### Required task
Locate each line in the records below that contains the string "lemongrass", treating uppercase and lowercase as different, and copy those lines out.

### Listing
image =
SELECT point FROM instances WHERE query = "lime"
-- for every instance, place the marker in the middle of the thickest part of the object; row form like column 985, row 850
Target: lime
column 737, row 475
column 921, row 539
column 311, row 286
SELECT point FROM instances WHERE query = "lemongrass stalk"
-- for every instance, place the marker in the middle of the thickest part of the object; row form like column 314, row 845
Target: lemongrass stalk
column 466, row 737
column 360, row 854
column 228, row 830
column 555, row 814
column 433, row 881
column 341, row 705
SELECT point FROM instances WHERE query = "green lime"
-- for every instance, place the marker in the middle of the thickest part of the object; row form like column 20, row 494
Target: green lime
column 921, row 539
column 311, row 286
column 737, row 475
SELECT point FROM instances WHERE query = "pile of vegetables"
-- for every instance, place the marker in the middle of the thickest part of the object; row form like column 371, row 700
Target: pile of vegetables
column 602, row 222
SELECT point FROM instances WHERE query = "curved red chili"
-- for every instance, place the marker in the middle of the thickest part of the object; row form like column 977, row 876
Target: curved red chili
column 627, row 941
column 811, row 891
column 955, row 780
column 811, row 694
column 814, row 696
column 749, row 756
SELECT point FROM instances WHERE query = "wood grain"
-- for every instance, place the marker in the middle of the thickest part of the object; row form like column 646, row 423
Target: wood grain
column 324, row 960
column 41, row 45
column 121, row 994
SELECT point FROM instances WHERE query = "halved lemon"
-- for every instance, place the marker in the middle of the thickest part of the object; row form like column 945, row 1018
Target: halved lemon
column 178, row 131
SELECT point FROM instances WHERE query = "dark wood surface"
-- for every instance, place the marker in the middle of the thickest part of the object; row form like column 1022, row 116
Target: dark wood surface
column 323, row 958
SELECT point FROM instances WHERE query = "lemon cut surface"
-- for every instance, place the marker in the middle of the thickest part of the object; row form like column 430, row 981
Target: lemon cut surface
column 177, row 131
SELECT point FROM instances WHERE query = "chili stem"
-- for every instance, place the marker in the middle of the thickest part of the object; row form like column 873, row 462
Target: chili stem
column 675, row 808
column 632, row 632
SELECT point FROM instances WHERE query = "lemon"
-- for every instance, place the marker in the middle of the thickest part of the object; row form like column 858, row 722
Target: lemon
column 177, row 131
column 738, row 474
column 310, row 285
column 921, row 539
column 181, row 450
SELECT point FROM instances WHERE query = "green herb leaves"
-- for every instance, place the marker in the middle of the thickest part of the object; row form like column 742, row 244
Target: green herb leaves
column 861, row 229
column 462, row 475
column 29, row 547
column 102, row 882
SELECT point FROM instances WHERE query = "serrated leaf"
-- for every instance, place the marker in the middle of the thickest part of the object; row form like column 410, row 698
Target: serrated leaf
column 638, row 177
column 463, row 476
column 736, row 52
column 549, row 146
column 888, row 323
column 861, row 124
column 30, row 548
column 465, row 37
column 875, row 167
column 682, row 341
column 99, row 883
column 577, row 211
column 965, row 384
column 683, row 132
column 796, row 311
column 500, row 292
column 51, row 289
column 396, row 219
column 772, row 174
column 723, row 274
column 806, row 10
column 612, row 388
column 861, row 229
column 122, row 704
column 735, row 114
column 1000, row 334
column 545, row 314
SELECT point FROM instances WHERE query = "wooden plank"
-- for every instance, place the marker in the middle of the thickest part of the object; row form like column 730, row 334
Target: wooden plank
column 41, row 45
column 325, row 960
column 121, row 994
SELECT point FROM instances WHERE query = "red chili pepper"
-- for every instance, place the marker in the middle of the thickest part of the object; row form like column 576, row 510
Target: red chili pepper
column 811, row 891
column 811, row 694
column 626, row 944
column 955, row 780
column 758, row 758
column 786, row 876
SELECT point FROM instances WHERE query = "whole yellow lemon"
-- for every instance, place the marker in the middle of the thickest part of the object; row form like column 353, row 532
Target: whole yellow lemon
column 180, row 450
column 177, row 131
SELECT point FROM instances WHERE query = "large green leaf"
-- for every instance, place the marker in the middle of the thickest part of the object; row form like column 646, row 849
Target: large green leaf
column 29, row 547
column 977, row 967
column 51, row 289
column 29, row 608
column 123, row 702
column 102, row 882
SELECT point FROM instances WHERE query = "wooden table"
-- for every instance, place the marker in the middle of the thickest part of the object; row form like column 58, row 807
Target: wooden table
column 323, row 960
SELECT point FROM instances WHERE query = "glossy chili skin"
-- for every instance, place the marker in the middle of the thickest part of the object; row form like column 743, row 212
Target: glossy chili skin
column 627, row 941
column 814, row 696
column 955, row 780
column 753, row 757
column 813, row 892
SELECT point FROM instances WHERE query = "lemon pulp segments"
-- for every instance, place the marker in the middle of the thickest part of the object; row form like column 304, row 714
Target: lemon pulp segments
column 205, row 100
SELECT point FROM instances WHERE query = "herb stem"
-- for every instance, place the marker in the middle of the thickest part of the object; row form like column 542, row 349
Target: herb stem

### Solution for this task
SELECT point FROM instances WHERE query = "lemongrass stalk"
Target: lemongrass stalk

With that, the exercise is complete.